YOUR OBJECTIVE
Give back every line of the data below exactly.

LISTED RECORDS
--- START ---
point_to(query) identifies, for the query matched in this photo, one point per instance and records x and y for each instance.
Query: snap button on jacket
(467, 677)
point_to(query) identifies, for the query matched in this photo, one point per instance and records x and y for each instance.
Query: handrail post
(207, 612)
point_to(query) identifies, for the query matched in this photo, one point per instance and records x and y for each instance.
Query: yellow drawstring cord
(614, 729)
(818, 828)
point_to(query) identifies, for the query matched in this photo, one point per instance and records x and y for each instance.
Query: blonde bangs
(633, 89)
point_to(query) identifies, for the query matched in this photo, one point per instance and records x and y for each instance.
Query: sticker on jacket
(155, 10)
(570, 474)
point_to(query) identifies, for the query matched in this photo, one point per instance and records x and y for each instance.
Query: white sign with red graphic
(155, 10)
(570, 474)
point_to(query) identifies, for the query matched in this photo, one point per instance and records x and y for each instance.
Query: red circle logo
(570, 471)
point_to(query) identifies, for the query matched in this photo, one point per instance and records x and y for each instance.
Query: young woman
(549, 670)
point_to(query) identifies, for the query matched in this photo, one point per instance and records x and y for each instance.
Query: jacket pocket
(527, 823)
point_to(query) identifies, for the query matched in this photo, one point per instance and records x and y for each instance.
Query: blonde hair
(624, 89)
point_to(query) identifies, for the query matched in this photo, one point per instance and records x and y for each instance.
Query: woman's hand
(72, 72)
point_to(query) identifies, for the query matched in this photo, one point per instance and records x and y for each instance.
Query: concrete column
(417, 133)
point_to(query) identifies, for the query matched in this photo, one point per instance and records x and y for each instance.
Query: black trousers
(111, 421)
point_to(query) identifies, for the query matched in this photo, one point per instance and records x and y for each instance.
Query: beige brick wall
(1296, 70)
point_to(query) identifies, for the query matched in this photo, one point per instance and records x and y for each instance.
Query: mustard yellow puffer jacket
--- END ---
TASK SOLUTION
point_to(query) identifies, for the query matched in this photo, one point per instance and records x and y for each instance.
Query: snap button on jacket
(467, 677)
point_to(query) identifies, for the query matched in this photo, one point per instance and records x and y for each instance.
Query: handrail post
(207, 612)
point_to(query) identifies, for the query matched in this photo, one point per instance and records x and y for each instance.
Query: yellow drawstring cord
(614, 729)
(818, 828)
point_to(query) identifies, for the query matched in this photo, one point per instance and records x and y for each instance.
Query: blonde bangs
(633, 89)
point_to(query) identifies, for the query matched in this photo, one point per instance and records x and y for each instance.
Query: sticker on jacket
(155, 10)
(570, 474)
point_to(query) identifies, for the query matched in this photo, one point per instance and records x and y for each instance.
Query: white sign with red graphic
(155, 10)
(570, 474)
point_to(query) identifies, for the query matched in this photo, one point per instance and records x and y for each instance.
Query: red circle logo
(570, 471)
point_to(query) identifies, for the query matched in this photo, one point per instance and records x and y for each instance.
Query: young woman
(549, 670)
point_to(query) identifies, for the query matched in this photo, one point per instance and records x and y for each instance.
Query: jacket pocket
(527, 823)
point_to(query) identifies, for the query matched in this photo, one point per instance and records x and y for each instance.
Query: blonde hair
(624, 89)
point_to(query) identifies, for the query matched in this photo, one point per instance and records x and y for each instance.
Query: woman's hand
(72, 72)
point_to(query) identifies, for the query matched in this photo, one point per instance and records x and y for each instance.
Query: concrete column
(417, 133)
point_to(query) identifies, for the query matched in this photo, one point per instance and records x and y for each instance.
Query: black trousers
(111, 421)
point_to(query) identifies, for the query matched in this photo, one point per instance and records x and y for each instance.
Query: beige brick wall
(1296, 70)
point_to(query) identifies, for the query matched in this photo, one point per instance and records x and y for each instance.
Query: mustard yellow puffer jacket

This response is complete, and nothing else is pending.